MATERIAL PROVIDED below:

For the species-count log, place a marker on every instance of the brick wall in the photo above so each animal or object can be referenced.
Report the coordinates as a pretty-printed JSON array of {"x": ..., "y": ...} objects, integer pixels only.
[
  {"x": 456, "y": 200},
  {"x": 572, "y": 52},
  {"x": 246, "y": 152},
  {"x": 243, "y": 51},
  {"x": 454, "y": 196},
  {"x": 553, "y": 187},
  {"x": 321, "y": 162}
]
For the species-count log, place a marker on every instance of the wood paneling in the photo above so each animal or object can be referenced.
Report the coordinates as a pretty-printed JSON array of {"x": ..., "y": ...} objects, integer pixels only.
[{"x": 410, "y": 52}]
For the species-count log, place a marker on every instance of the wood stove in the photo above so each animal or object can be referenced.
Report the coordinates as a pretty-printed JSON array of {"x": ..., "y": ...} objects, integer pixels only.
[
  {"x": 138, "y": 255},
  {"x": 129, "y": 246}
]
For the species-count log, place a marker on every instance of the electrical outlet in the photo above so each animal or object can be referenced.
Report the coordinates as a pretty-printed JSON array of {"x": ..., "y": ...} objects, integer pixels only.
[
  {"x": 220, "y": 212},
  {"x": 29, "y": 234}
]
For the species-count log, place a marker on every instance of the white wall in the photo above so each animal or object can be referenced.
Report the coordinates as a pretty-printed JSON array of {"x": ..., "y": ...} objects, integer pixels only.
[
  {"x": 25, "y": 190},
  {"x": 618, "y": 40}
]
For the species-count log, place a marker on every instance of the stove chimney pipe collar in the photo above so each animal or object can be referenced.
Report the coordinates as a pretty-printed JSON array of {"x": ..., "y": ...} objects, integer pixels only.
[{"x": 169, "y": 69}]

End of MATERIAL PROVIDED.
MATERIAL PROVIDED below:

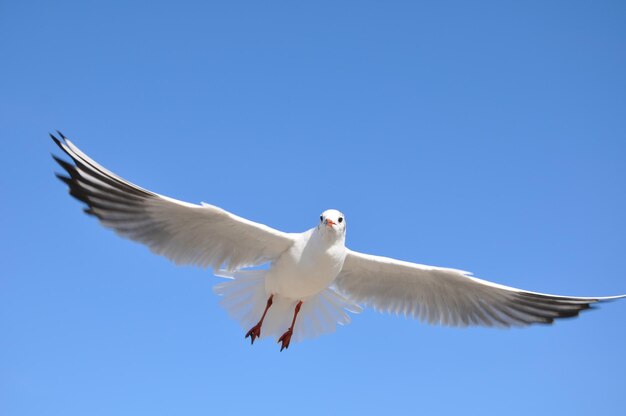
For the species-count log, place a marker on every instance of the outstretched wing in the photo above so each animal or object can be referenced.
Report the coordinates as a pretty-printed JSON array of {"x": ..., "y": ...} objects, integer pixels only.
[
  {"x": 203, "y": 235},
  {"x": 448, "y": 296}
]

End of MATERIAL PROVIDED.
MATERIAL PROVIDED below:

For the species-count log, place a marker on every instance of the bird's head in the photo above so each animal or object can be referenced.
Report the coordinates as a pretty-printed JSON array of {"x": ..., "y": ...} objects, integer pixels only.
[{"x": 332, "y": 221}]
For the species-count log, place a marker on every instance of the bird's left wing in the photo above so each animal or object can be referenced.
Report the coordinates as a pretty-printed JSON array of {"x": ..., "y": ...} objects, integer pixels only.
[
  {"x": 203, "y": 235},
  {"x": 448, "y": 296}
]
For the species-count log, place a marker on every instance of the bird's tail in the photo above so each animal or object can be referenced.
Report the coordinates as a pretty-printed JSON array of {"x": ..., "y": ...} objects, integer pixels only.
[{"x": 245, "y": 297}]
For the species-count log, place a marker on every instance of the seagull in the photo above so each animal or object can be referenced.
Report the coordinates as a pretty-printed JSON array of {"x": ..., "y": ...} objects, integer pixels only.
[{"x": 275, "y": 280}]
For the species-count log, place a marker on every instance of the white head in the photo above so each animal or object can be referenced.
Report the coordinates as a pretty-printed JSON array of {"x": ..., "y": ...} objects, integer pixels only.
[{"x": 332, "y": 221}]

End of MATERIAL PROVIDED.

### WORK TO BE COMPLETED
Within the records above, determine how many lines contain the word "wood". Respond with that number and no other text.

### ANSWER SPACE
2